*Task A:* According to the Fight for $15 passage, what did Pittsburgh Mayor Bill Peduto's executive order establish?

*Supplied text:*
* Begin *
In 270 cities and towns, tens of thousands of low-wage workers joined the Fight for $15 November 10 day of action, taking to the streets in the movement’s largest nationwide demonstration to build worker power yet. One year out from the 2016 elections, the protests also looked to turn that power toward electoral contests, calling on candidates for public office to join the fight for higher wages, with the slogan “Come Get My Vote.”

“Low-wage workers across the country today are offering a glimpse of the power that comes with their unified voice,” said Christine Owens, executive director of the National Employment Law Project, “and candidates gearing up for the 2016 elections across the country should take note of their urgent calls for change.”

An estimated 1,000 protesters marched Tuesday night from the city hall in Milwaukee to the auditorium where a Republican presidential debate was being held.

The protest prompted the main debate’s first question for the current GOP poll-leaders Donald Trump and Ben Carson from moderator Neil Cavuto, who asked if they sympathized with the low-wage workers and would support raising the federal minimum wage.

They both rejected any increase in the minimum wage, with Trump saying he thinks that U.S. workers’ “wages are too high” and Carson saying “I would not raise it,” asserting “every time we raise the minimum wage, the number of jobless people increases” – a claim that fact-checkers immediately labeled “false.”

Florida Senator Marco Rubio, another Republican presidential candidate, then said that he too opposes raising the federal minimum wage, currently stuck at a poverty-level $7.25 per hour, asserting that doing so would “make people more expensive than a machine” – a curious statement given that the senator has previously said “You can’t live on $10 an hour. You can’t live on $11 an hour.”

Still, the Fight for $15 movement is increasingly forcing the urgent need to raise wages to the center of the policy and political debates. And more and more public officials are responding positively to the momentum toward a $15 minimum wage.

At a rally with low-wage workers Tuesday, New York Governor Andrew Cuomo announced he is instituting a phased-in $15 minimum wage for all state government workers, by 2018 in New York City and 2021 statewide, making New York the first state in the nation with a $15 minimum wage for state employees.

Also on Tuesday, Mayor Bill Peduto of Pittsburgh, Pennsylvania, issued an executive order setting a $15 minimum wage for all city employees by 2021.

Forty-two percent of America’s non-self-employed workers are paid less than $15 per hour, according to NELP’s updated report The Growing Movement for $15 which tracks the movement’s meteoric rise. That’s a huge constituency capable of wielding considerable power at the ballot box. And, as recent polling shows, they are increasingly inclined to do so.
* End *
*Material shown:*
* Begin *
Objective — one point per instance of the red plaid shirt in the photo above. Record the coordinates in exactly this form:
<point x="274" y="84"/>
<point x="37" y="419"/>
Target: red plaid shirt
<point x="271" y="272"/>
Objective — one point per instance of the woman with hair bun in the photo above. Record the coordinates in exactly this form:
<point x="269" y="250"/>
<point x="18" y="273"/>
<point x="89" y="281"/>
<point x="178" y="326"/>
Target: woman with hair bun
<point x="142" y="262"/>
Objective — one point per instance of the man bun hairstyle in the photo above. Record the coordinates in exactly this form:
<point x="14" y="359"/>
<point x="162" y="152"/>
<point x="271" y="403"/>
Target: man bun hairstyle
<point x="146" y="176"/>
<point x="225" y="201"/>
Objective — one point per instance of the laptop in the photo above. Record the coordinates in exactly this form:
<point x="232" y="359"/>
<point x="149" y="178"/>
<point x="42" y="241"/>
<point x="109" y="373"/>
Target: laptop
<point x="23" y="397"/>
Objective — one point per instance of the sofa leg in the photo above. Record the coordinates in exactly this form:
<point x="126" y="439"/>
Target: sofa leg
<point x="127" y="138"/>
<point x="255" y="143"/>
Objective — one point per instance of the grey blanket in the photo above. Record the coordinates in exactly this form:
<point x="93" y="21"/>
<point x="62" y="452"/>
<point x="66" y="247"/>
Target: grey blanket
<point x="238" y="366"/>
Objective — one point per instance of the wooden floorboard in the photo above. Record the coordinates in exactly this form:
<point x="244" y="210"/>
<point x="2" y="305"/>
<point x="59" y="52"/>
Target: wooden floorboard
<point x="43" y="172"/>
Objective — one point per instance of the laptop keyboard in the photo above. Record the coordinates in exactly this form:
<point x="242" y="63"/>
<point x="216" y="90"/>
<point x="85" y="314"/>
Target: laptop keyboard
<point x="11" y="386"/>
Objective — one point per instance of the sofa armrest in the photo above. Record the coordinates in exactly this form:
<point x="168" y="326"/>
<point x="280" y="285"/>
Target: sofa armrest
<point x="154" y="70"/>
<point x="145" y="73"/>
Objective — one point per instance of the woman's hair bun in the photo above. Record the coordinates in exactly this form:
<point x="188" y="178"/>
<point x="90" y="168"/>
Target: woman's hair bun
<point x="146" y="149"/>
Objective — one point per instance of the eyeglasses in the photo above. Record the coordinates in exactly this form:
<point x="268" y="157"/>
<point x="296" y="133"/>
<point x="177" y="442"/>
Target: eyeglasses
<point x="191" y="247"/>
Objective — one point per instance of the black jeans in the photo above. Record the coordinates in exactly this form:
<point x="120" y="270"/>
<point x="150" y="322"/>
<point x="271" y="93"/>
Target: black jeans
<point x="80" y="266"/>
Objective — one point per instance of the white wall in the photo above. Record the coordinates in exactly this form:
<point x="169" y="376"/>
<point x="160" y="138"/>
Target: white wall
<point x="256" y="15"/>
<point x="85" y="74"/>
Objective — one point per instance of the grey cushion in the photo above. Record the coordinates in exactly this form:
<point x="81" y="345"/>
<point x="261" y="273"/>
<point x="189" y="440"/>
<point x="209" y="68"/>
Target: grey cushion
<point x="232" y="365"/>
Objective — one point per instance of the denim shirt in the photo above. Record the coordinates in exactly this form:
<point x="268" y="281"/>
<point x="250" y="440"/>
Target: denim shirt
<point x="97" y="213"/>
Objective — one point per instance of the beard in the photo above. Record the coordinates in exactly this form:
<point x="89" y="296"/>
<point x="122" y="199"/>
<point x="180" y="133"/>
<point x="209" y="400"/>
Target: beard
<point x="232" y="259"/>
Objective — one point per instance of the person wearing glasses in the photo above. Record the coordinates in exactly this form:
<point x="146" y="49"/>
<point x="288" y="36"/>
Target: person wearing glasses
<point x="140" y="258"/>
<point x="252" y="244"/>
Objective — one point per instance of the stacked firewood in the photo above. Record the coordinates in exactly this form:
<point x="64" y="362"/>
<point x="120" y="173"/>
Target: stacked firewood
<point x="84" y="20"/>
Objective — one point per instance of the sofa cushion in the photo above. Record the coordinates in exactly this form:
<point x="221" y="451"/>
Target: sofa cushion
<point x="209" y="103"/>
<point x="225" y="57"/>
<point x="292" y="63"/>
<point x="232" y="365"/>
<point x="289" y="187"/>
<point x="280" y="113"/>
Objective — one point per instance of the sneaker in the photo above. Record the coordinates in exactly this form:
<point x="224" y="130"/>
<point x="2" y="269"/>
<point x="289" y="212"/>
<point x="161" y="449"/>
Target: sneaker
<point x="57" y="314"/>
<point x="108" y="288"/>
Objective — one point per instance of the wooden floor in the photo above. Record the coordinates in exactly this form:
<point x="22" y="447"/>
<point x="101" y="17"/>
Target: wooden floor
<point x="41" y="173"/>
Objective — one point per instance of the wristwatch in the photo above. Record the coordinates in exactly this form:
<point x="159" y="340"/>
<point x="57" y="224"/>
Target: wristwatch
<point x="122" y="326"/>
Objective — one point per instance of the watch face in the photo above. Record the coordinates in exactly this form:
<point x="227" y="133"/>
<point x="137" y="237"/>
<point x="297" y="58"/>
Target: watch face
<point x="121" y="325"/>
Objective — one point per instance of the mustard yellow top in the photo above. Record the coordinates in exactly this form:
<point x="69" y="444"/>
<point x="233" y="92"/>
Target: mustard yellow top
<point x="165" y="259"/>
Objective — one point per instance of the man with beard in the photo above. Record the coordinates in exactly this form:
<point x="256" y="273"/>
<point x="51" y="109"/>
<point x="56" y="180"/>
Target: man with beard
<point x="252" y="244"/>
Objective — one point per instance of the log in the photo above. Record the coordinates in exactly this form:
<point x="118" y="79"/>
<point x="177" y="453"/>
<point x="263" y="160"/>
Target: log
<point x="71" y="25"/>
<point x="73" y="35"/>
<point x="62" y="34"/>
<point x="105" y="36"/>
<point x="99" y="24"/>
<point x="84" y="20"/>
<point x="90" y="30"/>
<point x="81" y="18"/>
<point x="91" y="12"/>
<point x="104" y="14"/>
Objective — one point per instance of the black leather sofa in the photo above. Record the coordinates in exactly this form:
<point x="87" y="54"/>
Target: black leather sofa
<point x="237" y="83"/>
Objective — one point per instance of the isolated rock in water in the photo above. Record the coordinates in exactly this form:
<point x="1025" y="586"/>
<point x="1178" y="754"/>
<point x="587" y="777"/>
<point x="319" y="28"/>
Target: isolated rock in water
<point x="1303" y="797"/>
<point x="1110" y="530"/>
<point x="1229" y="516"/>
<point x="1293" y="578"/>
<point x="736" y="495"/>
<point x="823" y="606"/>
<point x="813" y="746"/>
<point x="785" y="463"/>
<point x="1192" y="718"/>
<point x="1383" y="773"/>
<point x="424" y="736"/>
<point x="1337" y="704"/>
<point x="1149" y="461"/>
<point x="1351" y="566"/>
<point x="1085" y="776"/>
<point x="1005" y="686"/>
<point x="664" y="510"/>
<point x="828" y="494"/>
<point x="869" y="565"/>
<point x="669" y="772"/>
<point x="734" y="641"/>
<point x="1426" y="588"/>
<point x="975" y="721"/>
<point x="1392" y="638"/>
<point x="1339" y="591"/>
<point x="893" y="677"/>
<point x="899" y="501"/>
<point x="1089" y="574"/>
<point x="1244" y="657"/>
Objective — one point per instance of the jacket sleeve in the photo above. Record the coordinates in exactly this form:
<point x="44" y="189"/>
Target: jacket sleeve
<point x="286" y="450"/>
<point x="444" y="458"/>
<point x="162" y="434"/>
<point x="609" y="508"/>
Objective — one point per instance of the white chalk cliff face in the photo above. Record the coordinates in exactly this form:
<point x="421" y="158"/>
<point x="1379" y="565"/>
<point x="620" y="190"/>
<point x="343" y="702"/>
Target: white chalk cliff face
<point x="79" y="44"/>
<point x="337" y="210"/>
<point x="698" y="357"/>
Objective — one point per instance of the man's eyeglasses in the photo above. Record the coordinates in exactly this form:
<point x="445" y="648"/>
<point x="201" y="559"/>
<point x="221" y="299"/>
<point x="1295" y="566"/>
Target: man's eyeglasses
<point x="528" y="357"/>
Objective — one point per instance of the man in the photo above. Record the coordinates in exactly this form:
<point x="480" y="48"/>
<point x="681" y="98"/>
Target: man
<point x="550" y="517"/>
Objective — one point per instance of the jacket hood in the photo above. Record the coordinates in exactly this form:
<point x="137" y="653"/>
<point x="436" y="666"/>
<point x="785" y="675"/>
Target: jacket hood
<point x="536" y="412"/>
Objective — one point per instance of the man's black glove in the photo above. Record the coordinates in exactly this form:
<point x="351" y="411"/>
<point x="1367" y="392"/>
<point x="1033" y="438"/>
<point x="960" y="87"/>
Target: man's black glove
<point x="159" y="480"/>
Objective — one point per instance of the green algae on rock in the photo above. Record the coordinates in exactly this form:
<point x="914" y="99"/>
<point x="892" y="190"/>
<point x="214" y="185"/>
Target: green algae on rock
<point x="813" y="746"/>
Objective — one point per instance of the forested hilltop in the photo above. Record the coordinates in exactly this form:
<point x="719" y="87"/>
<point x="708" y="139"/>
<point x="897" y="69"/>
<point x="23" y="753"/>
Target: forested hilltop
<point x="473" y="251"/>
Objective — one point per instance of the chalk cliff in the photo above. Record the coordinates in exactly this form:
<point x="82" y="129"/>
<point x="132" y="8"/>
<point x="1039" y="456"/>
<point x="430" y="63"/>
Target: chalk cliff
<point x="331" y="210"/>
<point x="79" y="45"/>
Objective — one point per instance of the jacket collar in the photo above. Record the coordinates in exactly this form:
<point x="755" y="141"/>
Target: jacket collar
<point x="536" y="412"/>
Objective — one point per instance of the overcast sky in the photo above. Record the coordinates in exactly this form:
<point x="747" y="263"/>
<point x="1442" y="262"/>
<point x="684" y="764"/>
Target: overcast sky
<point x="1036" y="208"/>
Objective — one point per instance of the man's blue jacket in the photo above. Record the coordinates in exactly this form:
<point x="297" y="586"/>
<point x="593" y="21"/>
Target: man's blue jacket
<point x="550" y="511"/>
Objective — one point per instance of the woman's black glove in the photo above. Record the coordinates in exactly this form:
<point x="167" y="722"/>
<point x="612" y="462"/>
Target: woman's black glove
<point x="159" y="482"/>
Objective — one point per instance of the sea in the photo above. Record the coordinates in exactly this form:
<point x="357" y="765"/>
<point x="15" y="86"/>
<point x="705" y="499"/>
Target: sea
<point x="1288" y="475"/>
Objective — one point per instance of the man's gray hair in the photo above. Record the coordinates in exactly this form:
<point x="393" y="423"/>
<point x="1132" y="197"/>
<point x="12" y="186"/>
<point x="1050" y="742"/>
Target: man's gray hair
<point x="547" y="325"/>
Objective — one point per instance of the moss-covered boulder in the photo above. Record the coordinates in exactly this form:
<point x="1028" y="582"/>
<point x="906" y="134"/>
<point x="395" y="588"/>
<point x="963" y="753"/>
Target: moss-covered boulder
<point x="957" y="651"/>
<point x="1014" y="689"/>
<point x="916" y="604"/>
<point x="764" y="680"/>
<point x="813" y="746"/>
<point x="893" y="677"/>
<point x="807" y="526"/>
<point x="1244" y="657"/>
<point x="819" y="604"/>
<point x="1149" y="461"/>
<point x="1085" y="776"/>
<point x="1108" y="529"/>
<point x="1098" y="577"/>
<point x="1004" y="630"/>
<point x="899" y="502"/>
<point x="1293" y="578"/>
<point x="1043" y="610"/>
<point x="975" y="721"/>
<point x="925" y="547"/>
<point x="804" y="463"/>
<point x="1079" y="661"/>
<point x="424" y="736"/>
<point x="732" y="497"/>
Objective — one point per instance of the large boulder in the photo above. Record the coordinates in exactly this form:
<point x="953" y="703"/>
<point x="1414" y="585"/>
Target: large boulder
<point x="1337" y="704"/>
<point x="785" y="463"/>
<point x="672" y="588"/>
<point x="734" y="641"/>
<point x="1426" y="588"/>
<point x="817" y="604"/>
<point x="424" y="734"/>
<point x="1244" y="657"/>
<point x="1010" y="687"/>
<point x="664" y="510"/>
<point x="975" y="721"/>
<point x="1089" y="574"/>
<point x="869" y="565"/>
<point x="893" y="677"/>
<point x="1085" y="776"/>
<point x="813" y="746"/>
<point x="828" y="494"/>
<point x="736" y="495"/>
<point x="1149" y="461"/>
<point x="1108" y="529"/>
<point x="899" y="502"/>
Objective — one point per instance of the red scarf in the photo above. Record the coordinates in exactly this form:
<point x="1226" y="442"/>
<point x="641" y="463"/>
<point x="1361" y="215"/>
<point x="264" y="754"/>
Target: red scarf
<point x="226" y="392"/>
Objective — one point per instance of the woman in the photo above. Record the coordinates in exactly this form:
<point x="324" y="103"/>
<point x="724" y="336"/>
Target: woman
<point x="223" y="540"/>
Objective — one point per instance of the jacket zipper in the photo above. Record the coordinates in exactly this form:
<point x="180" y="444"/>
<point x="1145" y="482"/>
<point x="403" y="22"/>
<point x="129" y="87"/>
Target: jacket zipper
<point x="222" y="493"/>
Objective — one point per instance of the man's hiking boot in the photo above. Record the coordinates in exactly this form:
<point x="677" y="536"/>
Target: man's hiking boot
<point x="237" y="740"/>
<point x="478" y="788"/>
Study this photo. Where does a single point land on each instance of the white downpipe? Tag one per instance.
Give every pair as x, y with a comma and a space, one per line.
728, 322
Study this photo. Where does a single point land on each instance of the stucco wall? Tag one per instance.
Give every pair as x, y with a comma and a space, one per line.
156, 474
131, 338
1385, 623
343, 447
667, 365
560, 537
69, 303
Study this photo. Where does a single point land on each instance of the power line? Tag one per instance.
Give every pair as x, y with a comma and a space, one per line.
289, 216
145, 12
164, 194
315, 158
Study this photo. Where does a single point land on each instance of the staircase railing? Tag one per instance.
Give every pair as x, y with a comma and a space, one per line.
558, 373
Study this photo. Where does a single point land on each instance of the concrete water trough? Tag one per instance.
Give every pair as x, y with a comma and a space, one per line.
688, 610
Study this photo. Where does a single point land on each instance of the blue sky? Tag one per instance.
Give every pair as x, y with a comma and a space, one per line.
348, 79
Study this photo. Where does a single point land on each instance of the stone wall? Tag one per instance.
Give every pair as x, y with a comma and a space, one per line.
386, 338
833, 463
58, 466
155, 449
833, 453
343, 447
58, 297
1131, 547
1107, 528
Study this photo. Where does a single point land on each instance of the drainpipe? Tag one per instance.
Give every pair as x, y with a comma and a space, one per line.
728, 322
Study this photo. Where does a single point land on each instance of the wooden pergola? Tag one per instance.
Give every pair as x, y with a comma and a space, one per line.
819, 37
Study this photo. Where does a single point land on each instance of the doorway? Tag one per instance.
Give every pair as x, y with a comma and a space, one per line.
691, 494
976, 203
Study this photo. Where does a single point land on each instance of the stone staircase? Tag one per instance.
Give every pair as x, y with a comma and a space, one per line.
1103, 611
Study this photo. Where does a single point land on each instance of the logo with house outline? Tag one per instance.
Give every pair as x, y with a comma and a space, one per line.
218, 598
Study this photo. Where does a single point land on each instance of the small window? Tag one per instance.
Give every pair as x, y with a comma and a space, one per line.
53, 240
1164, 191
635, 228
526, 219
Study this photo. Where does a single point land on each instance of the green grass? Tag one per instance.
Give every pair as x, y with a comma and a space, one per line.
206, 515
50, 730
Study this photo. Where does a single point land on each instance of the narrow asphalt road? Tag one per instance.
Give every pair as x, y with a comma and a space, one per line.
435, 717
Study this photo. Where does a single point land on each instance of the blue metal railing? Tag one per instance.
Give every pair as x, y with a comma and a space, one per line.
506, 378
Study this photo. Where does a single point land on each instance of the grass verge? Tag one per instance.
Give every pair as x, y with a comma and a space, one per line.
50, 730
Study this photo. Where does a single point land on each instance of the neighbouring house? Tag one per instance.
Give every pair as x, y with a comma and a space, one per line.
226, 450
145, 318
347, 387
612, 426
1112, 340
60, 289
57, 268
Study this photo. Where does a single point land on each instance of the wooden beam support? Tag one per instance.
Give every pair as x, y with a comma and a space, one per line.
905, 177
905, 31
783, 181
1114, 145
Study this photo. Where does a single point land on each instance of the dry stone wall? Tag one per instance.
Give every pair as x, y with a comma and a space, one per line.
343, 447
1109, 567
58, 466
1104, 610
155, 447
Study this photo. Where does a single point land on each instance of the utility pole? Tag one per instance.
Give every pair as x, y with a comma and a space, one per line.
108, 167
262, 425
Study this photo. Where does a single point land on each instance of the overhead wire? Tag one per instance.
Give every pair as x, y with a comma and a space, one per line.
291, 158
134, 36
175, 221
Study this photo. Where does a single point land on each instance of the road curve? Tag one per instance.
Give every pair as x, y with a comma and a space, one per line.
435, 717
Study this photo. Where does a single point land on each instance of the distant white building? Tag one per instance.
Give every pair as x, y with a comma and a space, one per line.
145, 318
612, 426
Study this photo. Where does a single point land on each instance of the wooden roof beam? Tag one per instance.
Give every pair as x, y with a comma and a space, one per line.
* End *
*Task B:* Set down the final lines of the listing unchanged. Begin at the line that contains "beam? Tag one per instance." and stop after the last line of the listing.

*Worked answer A:* A $15 minimum wage for all city employees by 2021.

*Worked answer B:*
Study this photo. Where does a single point land on each instance of the wooden roof beam? Tag one per instance.
Give every pair as x, y with a comma and a space, one per line.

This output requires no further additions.